##### EXTRACTED INFORMATION #####
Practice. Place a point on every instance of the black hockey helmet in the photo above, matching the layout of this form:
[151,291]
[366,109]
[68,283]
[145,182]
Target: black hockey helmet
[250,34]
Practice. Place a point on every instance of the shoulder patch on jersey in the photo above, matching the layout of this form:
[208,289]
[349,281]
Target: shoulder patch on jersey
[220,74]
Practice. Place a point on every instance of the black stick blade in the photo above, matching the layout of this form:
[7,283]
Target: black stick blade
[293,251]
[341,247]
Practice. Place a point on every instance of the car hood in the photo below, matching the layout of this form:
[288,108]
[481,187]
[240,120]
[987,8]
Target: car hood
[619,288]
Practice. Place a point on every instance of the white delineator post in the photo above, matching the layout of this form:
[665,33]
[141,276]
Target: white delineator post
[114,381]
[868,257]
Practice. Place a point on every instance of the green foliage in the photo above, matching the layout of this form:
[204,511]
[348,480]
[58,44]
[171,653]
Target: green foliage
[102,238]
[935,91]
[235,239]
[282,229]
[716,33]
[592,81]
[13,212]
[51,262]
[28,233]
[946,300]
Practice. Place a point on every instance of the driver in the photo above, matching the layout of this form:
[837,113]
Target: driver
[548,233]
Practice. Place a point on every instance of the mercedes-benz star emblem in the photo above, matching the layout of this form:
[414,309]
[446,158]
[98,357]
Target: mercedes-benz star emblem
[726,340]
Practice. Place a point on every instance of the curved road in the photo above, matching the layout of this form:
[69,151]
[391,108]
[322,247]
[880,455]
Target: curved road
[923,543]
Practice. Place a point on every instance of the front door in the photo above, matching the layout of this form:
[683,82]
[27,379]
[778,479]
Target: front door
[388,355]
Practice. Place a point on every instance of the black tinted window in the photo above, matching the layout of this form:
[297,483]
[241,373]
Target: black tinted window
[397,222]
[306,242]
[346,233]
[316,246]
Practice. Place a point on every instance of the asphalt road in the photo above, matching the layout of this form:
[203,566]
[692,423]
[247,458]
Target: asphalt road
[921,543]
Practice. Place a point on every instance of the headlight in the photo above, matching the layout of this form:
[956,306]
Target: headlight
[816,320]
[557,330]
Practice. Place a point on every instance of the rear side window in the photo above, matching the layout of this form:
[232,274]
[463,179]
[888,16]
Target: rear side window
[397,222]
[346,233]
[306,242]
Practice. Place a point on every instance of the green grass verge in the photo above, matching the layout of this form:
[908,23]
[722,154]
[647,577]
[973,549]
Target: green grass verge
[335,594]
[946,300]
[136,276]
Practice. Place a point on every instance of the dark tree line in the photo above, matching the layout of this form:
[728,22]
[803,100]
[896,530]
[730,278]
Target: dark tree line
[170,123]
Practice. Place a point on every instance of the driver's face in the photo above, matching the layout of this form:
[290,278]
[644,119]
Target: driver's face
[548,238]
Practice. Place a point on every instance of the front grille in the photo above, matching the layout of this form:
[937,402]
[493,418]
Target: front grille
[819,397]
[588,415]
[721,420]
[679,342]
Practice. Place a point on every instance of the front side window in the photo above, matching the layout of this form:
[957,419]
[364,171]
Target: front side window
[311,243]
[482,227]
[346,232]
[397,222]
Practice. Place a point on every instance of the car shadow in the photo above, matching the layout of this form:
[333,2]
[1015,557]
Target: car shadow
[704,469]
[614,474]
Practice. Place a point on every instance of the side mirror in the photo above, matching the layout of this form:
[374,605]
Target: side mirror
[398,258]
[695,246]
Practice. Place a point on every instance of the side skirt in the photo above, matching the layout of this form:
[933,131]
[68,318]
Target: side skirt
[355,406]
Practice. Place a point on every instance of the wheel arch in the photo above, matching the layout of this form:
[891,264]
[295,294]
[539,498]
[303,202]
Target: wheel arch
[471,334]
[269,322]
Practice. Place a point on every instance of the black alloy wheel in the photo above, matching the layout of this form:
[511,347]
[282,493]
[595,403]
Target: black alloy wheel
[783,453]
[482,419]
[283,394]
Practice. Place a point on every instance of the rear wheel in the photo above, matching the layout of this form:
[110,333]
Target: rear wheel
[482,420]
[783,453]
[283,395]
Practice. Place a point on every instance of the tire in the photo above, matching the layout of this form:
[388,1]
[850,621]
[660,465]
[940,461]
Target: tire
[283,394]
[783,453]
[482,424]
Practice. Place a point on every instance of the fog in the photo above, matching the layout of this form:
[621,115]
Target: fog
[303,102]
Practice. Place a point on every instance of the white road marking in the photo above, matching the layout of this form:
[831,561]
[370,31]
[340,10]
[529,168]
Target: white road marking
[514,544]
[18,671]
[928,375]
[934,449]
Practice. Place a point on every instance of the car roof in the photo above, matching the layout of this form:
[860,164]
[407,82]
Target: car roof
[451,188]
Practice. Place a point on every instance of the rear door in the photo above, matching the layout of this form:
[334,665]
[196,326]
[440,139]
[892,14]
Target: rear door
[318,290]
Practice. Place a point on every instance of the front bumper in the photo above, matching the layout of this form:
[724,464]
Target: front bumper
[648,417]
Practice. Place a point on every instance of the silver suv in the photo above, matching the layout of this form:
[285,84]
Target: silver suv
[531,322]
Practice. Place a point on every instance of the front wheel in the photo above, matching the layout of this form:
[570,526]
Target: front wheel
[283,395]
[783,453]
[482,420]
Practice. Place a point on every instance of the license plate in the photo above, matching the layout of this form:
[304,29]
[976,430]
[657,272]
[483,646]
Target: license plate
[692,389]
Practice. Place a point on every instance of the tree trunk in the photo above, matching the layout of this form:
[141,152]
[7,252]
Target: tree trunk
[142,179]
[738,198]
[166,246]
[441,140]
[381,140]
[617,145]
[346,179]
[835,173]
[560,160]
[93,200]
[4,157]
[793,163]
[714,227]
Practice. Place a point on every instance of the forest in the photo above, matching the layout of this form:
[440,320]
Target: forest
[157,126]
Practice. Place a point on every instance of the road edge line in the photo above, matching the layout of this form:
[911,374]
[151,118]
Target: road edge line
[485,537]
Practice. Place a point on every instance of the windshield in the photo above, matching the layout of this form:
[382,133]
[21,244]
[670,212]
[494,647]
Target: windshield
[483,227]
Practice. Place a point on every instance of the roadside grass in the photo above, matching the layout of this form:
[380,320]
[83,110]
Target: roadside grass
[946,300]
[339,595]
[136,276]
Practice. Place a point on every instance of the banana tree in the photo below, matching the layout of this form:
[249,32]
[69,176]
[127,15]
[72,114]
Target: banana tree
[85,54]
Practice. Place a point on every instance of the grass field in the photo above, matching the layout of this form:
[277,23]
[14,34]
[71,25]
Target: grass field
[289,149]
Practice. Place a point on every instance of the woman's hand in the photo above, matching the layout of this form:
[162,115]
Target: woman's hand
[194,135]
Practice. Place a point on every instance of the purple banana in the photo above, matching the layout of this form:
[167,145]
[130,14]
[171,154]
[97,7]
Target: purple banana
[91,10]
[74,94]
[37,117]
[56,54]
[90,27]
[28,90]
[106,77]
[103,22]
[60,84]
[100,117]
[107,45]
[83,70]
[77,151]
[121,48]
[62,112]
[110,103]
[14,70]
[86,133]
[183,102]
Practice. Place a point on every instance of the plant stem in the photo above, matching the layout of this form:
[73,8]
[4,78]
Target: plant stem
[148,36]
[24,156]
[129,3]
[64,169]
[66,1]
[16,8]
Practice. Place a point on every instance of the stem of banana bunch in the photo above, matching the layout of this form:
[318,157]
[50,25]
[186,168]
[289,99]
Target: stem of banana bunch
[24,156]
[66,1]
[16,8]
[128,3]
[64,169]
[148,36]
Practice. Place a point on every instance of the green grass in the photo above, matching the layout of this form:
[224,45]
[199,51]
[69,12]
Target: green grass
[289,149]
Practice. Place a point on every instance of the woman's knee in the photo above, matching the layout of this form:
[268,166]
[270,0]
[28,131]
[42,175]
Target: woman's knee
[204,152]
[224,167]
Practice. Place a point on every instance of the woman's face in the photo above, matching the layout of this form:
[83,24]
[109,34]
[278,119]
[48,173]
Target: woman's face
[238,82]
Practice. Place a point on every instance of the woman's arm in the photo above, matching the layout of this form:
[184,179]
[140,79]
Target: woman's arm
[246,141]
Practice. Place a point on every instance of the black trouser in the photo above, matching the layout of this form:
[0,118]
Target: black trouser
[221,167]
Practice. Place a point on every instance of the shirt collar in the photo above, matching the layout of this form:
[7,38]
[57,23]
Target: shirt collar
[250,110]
#####
- _JOB_
Can you arrange the records as a Markdown table with the columns Row and Line, from the line containing "Practice. Place a point on every instance of the shirt" through the end of the records? Give each line its own numbered row and leave out blank lines.

- _WRITTEN REPLY_
| Row | Line |
|---|---|
| 1 | Practice. Place a point on every instance of the shirt collar in the photo above, matching the layout of this form: |
| 2 | [7,38] |
| 3 | [57,23] |
| 4 | Target: shirt collar |
| 5 | [250,110] |